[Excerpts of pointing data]
• • • • •
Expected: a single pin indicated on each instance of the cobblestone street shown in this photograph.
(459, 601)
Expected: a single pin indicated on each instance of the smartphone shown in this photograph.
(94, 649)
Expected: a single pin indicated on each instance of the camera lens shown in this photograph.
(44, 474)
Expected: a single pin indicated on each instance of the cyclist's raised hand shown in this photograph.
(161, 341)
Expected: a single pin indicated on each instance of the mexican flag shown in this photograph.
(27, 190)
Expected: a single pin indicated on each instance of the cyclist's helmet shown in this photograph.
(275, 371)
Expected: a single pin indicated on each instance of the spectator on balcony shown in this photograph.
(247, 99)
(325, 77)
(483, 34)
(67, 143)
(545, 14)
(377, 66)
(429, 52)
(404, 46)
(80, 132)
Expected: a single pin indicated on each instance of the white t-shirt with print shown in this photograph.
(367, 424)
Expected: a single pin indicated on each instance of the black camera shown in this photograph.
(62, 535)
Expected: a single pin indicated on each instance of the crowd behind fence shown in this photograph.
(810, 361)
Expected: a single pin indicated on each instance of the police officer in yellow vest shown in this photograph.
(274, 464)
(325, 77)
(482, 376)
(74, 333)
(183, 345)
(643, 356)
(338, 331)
• • • • •
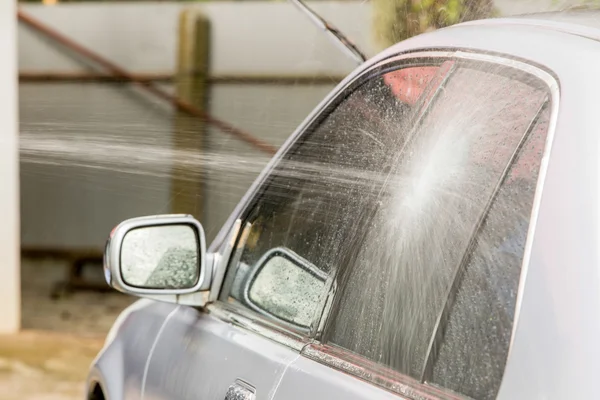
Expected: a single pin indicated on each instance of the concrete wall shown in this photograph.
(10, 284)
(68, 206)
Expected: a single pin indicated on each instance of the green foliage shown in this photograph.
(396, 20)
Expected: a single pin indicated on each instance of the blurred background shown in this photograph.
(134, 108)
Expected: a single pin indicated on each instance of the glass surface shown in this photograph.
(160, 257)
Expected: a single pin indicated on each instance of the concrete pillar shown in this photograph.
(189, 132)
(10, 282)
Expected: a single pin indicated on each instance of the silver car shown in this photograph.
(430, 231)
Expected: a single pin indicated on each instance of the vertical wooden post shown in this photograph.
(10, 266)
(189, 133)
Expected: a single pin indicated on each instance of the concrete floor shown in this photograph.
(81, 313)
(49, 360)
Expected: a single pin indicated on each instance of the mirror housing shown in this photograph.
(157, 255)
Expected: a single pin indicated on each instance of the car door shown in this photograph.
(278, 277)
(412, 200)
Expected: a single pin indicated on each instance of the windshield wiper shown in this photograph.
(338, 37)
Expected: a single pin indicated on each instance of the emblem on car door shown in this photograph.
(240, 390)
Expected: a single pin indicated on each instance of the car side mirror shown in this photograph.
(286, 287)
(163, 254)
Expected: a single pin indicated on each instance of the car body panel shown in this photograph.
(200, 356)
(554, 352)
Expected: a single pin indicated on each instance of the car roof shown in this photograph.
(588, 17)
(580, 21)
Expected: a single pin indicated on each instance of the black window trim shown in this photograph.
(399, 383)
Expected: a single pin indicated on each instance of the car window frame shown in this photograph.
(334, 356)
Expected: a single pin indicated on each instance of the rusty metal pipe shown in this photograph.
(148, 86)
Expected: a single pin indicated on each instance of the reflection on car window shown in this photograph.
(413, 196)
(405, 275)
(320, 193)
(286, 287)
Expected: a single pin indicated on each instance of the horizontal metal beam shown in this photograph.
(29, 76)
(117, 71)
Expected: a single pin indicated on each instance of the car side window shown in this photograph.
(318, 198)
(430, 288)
• • • • •
▸ Given problem
Pull out every line of the rows above that contains the word "door". Case counts.

▸ Solution for this task
Expected: a single pin indicated on each instance of the car door shown in this photograph.
Expected: a single pin indicated on each instance of the emblem on car door shown in this photograph.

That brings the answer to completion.